§ Your assignment: Starting at the top of the data and ending with the line that holds "det: wooden debris", transcribe each line exactly; include both ends.

§ Exercise material:
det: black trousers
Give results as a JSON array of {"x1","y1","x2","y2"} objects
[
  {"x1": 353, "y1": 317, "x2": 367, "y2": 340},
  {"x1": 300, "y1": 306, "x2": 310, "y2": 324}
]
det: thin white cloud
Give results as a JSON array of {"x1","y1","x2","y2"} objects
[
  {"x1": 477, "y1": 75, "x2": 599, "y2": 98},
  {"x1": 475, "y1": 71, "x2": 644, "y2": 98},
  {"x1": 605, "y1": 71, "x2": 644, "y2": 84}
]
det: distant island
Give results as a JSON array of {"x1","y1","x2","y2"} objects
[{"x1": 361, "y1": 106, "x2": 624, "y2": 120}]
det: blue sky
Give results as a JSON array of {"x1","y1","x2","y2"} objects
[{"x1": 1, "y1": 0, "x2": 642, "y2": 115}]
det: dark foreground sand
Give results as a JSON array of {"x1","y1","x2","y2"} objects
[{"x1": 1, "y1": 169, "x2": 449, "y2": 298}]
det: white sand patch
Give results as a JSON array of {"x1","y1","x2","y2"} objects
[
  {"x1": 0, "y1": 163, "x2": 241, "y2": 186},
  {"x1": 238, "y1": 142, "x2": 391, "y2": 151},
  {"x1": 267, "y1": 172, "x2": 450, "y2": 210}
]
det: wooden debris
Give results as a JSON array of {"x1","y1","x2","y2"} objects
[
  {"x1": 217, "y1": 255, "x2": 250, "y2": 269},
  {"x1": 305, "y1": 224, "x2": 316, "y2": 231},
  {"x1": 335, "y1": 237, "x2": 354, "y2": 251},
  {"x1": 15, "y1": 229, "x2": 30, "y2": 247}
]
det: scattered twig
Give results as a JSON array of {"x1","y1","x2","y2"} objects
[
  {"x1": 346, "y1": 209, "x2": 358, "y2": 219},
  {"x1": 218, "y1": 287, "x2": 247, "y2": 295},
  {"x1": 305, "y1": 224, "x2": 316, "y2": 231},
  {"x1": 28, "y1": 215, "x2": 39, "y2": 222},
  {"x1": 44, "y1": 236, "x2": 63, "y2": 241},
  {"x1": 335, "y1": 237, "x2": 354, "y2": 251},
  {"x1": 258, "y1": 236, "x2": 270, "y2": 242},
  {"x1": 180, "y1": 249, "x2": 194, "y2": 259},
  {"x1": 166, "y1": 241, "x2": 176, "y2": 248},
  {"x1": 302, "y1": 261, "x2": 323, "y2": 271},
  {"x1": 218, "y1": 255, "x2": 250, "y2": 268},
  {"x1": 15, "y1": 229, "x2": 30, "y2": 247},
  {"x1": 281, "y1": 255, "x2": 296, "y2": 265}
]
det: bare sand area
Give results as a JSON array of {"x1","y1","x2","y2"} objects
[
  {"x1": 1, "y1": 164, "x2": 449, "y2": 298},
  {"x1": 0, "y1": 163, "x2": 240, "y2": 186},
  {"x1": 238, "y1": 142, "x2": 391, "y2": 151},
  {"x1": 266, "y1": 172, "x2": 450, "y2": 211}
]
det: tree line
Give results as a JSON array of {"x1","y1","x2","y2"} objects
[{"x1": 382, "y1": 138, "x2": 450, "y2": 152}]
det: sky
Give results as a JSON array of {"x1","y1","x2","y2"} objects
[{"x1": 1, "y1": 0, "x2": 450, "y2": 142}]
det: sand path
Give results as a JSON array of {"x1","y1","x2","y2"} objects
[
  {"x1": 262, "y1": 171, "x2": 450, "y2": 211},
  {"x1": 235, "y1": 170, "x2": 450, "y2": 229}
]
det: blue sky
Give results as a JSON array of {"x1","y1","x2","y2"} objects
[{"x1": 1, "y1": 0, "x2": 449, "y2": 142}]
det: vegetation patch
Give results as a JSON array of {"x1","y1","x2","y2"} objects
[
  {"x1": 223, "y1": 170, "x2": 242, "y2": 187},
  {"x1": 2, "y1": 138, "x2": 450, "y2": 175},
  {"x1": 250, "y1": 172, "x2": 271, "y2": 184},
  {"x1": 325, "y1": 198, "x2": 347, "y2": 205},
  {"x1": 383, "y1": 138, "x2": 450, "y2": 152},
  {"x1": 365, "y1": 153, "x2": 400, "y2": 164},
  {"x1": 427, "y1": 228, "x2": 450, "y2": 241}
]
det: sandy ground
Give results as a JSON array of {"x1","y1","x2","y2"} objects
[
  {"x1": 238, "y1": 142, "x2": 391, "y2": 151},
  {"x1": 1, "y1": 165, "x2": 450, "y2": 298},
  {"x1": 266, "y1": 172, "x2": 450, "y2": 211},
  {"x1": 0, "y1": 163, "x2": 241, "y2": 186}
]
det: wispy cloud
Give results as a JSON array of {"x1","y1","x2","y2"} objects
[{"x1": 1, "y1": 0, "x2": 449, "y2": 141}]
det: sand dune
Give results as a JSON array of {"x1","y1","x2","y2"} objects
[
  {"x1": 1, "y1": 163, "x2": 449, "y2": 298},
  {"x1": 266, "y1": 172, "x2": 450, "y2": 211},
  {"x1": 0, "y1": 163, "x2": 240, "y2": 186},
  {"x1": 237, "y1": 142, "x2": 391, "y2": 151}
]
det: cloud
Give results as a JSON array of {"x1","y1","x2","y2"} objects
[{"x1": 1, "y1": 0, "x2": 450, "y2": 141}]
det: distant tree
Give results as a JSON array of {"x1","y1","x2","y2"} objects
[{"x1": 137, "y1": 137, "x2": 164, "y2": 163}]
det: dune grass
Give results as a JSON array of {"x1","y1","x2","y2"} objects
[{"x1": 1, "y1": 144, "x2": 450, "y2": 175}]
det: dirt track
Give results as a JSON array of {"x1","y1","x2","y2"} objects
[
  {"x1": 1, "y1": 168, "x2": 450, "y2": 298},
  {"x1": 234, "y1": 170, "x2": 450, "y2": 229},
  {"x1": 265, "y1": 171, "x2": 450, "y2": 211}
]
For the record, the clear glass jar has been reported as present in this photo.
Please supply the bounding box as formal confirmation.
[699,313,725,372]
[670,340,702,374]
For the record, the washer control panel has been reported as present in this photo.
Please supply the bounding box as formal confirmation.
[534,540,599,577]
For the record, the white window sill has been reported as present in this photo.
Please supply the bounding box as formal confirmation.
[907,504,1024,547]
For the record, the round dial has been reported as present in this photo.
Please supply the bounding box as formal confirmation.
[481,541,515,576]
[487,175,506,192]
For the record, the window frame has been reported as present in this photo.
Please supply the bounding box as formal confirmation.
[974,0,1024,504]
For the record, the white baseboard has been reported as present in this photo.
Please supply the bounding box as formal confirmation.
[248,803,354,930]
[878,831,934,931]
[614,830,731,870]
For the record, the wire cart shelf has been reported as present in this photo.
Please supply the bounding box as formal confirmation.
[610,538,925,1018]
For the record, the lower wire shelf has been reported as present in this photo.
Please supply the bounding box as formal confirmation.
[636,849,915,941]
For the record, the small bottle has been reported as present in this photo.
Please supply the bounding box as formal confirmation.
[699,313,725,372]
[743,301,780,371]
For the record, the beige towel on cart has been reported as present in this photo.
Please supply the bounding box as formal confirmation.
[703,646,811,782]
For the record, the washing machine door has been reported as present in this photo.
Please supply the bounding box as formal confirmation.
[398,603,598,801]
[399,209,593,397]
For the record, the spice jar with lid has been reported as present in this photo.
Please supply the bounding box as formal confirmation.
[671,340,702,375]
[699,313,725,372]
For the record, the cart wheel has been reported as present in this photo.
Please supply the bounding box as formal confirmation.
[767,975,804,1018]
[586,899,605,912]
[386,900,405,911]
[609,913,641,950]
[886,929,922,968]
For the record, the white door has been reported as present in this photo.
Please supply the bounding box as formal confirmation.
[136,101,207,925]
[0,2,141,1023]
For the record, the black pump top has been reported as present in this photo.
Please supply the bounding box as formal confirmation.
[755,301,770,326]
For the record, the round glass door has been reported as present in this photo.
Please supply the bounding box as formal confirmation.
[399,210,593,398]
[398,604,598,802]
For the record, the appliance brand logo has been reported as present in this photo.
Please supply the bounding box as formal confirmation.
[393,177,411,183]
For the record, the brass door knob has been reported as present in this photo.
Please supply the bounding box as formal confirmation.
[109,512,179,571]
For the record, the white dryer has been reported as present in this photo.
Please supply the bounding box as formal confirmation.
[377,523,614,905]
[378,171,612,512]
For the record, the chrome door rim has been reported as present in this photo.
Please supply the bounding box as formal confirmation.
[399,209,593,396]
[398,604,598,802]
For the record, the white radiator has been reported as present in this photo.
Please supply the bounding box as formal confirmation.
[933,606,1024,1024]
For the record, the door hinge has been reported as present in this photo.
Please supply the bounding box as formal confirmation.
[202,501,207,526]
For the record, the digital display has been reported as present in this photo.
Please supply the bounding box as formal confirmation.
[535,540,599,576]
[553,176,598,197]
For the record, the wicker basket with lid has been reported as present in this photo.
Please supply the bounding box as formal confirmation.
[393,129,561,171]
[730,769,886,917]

§ Exercise response:
det: black trousers
Give results as a JSON array of {"x1","y1","x2","y2"} objects
[
  {"x1": 353, "y1": 317, "x2": 367, "y2": 340},
  {"x1": 300, "y1": 306, "x2": 310, "y2": 324}
]
det: thin white cloud
Give results as a JSON array of {"x1","y1","x2","y2"} objects
[
  {"x1": 477, "y1": 75, "x2": 599, "y2": 98},
  {"x1": 475, "y1": 71, "x2": 644, "y2": 98},
  {"x1": 605, "y1": 71, "x2": 644, "y2": 84}
]
det: distant island
Give results as a JSON array of {"x1","y1","x2","y2"} objects
[{"x1": 361, "y1": 106, "x2": 624, "y2": 120}]
det: blue sky
Give results as a JSON array of {"x1","y1","x2","y2"} objects
[{"x1": 1, "y1": 0, "x2": 642, "y2": 115}]
det: dark foreground sand
Give results as a JSON array of {"x1","y1","x2","y2"} objects
[{"x1": 1, "y1": 169, "x2": 449, "y2": 298}]
det: white sand patch
Give results as a JSON array of {"x1","y1","x2","y2"} objects
[
  {"x1": 0, "y1": 163, "x2": 241, "y2": 186},
  {"x1": 238, "y1": 142, "x2": 391, "y2": 151},
  {"x1": 267, "y1": 172, "x2": 450, "y2": 210}
]
det: wooden debris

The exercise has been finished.